What to do - Collect every line of the material below that contains the string "wooden". Case counts.

Information supplied -
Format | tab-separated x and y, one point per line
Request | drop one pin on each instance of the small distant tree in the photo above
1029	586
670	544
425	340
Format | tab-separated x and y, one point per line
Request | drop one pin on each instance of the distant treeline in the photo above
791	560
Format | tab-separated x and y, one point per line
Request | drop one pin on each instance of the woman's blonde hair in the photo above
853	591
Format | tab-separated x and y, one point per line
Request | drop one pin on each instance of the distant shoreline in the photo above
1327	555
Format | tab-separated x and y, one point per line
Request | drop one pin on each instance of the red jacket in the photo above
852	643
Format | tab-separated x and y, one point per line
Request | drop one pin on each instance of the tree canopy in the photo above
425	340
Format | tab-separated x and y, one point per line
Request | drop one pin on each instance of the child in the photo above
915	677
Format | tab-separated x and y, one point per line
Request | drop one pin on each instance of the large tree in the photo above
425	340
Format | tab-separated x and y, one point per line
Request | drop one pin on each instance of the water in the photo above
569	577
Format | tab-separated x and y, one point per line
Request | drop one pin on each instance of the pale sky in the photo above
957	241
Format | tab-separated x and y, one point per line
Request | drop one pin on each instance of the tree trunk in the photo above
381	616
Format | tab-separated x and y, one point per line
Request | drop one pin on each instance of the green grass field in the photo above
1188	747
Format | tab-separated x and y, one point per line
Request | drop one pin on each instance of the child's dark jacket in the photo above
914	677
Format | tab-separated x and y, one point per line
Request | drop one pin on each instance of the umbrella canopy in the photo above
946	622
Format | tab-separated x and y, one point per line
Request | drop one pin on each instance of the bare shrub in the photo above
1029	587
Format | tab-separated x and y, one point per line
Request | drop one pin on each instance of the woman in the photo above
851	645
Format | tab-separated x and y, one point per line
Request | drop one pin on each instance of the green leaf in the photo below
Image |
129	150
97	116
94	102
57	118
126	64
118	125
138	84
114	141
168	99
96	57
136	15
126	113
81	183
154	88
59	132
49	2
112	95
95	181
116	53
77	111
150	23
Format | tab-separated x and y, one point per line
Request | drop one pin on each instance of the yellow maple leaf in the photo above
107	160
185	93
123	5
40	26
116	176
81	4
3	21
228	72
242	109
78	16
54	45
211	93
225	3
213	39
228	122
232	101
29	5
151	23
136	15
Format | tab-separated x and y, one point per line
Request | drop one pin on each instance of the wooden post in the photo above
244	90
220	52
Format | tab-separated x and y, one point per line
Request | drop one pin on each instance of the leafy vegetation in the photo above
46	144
--
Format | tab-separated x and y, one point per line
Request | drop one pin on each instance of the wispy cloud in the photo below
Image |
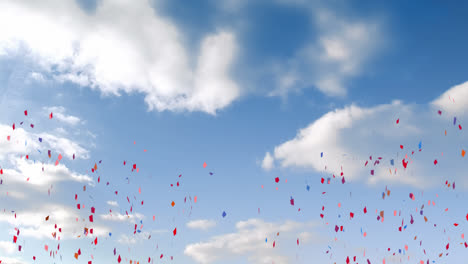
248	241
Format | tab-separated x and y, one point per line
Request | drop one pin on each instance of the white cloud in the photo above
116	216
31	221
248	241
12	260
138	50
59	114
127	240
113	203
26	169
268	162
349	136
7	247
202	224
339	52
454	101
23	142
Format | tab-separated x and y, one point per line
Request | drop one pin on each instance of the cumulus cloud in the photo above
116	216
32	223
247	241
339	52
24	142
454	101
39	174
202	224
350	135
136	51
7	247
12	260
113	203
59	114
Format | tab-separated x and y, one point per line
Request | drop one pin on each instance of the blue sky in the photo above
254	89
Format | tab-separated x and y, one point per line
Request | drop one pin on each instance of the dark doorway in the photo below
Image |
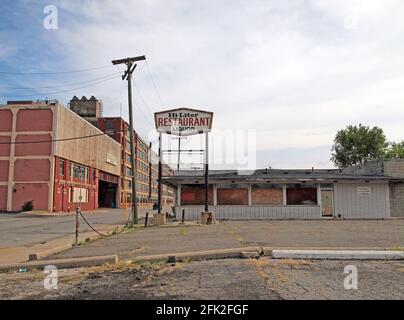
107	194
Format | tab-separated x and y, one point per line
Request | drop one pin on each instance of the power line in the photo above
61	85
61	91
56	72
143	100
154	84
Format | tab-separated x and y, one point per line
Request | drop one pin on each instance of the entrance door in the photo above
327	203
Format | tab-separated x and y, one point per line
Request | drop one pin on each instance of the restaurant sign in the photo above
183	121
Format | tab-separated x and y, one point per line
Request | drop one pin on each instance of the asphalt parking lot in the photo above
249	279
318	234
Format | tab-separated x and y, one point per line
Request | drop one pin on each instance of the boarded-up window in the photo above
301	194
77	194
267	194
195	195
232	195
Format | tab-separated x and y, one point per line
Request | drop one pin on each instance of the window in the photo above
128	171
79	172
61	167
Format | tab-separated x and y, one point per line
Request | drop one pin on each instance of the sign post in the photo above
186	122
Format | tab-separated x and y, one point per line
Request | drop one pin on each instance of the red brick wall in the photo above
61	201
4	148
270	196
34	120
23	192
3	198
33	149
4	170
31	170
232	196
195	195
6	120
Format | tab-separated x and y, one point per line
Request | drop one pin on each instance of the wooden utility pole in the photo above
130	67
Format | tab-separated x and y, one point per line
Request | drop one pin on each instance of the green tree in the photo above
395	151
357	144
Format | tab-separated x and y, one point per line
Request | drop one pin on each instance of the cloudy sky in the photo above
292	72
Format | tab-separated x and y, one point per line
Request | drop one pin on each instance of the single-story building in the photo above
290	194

Response to this exercise -
Request | drop one pin on each instance of the wooden post in the photo above
Request | drop one pin on each instance of the wooden utility pole in the photo above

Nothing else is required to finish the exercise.